--- What is being asked ---
Print out the data below. Do not alter a single line.

--- Extracted records ---
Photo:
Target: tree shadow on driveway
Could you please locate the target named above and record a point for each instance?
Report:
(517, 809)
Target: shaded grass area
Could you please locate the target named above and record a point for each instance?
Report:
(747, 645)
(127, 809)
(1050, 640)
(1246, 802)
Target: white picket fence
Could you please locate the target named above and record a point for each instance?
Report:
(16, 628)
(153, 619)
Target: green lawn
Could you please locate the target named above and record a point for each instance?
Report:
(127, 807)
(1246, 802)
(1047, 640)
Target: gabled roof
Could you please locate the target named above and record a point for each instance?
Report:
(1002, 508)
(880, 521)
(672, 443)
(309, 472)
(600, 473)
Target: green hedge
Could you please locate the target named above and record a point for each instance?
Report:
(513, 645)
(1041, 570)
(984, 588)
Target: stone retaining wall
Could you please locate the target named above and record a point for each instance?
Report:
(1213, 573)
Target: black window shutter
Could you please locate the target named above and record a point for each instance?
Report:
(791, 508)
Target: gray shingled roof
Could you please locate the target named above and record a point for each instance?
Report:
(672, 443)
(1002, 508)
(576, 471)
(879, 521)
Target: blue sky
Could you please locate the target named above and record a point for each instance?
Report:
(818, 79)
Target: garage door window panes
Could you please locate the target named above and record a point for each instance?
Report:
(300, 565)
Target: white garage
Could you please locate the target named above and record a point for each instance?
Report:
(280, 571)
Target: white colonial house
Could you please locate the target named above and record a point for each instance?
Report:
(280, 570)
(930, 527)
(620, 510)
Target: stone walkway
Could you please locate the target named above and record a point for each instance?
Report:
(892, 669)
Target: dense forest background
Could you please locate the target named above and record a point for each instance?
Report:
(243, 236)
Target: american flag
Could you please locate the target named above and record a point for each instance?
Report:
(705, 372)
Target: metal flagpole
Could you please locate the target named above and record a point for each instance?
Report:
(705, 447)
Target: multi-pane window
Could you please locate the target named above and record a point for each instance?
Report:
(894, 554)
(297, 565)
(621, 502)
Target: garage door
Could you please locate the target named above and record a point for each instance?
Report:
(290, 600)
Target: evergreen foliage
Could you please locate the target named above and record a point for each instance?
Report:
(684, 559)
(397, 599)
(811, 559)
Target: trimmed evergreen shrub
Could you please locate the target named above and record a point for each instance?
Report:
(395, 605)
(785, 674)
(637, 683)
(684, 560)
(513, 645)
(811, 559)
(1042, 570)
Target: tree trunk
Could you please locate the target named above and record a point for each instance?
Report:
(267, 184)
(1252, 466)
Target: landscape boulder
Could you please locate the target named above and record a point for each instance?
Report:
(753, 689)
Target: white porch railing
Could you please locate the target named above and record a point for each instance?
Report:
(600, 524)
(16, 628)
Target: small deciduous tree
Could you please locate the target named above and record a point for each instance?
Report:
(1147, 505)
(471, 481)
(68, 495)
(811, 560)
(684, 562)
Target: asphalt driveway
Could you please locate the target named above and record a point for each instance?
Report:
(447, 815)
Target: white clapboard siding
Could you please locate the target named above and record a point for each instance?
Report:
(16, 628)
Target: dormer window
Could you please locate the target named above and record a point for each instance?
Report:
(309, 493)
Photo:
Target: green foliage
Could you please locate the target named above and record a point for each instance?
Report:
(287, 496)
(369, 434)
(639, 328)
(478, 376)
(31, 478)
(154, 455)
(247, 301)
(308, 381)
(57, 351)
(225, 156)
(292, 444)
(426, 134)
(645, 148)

--- Solution to this exercise ---
Photo:
Target: tree shadow on driveway
Could you please locate the target named above and record a point for each instance?
Report:
(517, 809)
Target: shaded grass area
Could you please locate the target named above and record a point for each instance?
Report:
(747, 645)
(127, 809)
(1050, 640)
(1246, 802)
Target: white picket fence
Could you please locate the target named above and record a point for each instance?
Report:
(16, 628)
(153, 619)
Target: green lawn
Could you please locate the target named above and record a point for each instance?
Report:
(127, 807)
(1246, 802)
(1047, 640)
Target: gabled roof
Could you please locate the target named above and record a point for each instance?
Report:
(1002, 508)
(880, 521)
(672, 443)
(309, 472)
(600, 473)
Target: green hedge
Could you please locate the target named above and record a point for each instance?
Report:
(513, 645)
(1041, 570)
(984, 588)
Target: stone retaining wall
Could you please locate the target named above and record a point for each instance?
Report:
(1213, 573)
Target: black window shutter
Could you please locate the target named above and record a point for each instance?
Report:
(791, 508)
Target: gray shingled roof
Could you please locate the target named above and record a point for each instance?
Report:
(672, 443)
(1002, 508)
(576, 471)
(879, 521)
Target: blue sky
Could you please locate the target named above and record a point for each instance?
Report:
(818, 79)
Target: garage door window panes
Could you please locate the target named above and record a point for each instance?
Report:
(300, 565)
Target: white garage
Could you please locate the target named above and record a point for each instance?
Report:
(280, 571)
Target: white colonial house
Could you please locate the target named above and record a point for each instance?
Report:
(280, 570)
(930, 527)
(620, 510)
Target: stone walkway
Could you please locate the target named above and record a point for each instance?
Report:
(892, 669)
Target: dense forest background
Could you please locate the target named above and record a point for each instance?
Report:
(243, 236)
Target: american flag
Could you please locate the target named above and record a point for each instance?
Report:
(705, 372)
Target: metal flagpole
Could you please locate the target named above and record a point for each instance?
Report:
(705, 447)
Target: multi-pane window
Could you please locate the target named above and record a point for each instance?
Report:
(894, 554)
(297, 565)
(621, 502)
Target: garage door
Could you please locate the target named above and record a point for each instance?
Report:
(290, 600)
Target: evergreen foliage
Could you please locate the target named above and record a point for each instance?
Report:
(684, 559)
(397, 599)
(811, 559)
Target: trimmed evergreen shrub
Could you please locate the target named above and record a point for each instance?
Report:
(395, 605)
(785, 674)
(637, 683)
(684, 560)
(513, 645)
(811, 559)
(1042, 570)
Target: tree trunk
Could you please locate the target named above and record a point for each instance?
Report:
(267, 184)
(1252, 466)
Target: landscape boulder
Could you please locate the target named above and record a point for each instance?
Report:
(753, 689)
Target: white porch railing
Could you please locate the target named above and record a point for each instance?
Report:
(600, 524)
(16, 628)
Target: small deciduous tree
Could you please locate the target named above and record a point for each instance?
Report:
(1147, 505)
(471, 481)
(68, 495)
(811, 560)
(684, 562)
Target: asphalt driveway
Could you please locate the target named above and record a point for each instance?
Report:
(447, 815)
Target: white clapboard siding
Could you please locate the target named above and record a point for each instance?
Report:
(16, 628)
Target: dormer window
Could you please locate the target named above and record a point for each instance?
Report:
(309, 493)
Photo:
Target: green foliage
Could you please locate the target named above and record a point for each instance?
Report:
(287, 496)
(369, 434)
(639, 328)
(478, 376)
(31, 478)
(154, 455)
(247, 301)
(308, 381)
(57, 351)
(225, 156)
(292, 444)
(426, 134)
(645, 148)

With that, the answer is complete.